» **Work to complete**:
Repeat the records exactly, with one exception: no images.

··· Provided records ···

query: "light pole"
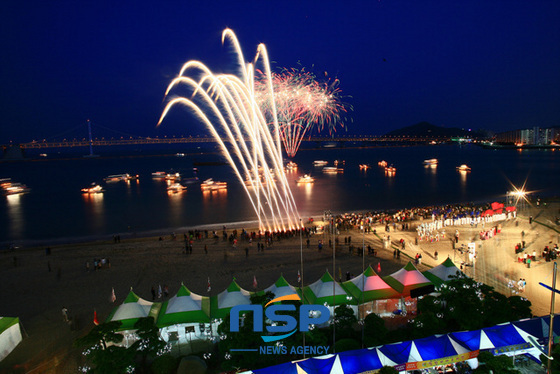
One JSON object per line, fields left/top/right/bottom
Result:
{"left": 300, "top": 218, "right": 306, "bottom": 358}
{"left": 547, "top": 262, "right": 557, "bottom": 374}
{"left": 361, "top": 224, "right": 365, "bottom": 348}
{"left": 332, "top": 214, "right": 336, "bottom": 353}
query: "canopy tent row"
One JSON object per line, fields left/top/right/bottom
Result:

···

» **Answer to the exercise**:
query: "light pole"
One JSON object per line, fields left/top/right/bottom
Result:
{"left": 300, "top": 218, "right": 306, "bottom": 358}
{"left": 547, "top": 262, "right": 557, "bottom": 374}
{"left": 361, "top": 224, "right": 365, "bottom": 348}
{"left": 332, "top": 214, "right": 336, "bottom": 353}
query: "canopy tent row"
One JSON object per line, fields left/top/right/bottom
Result:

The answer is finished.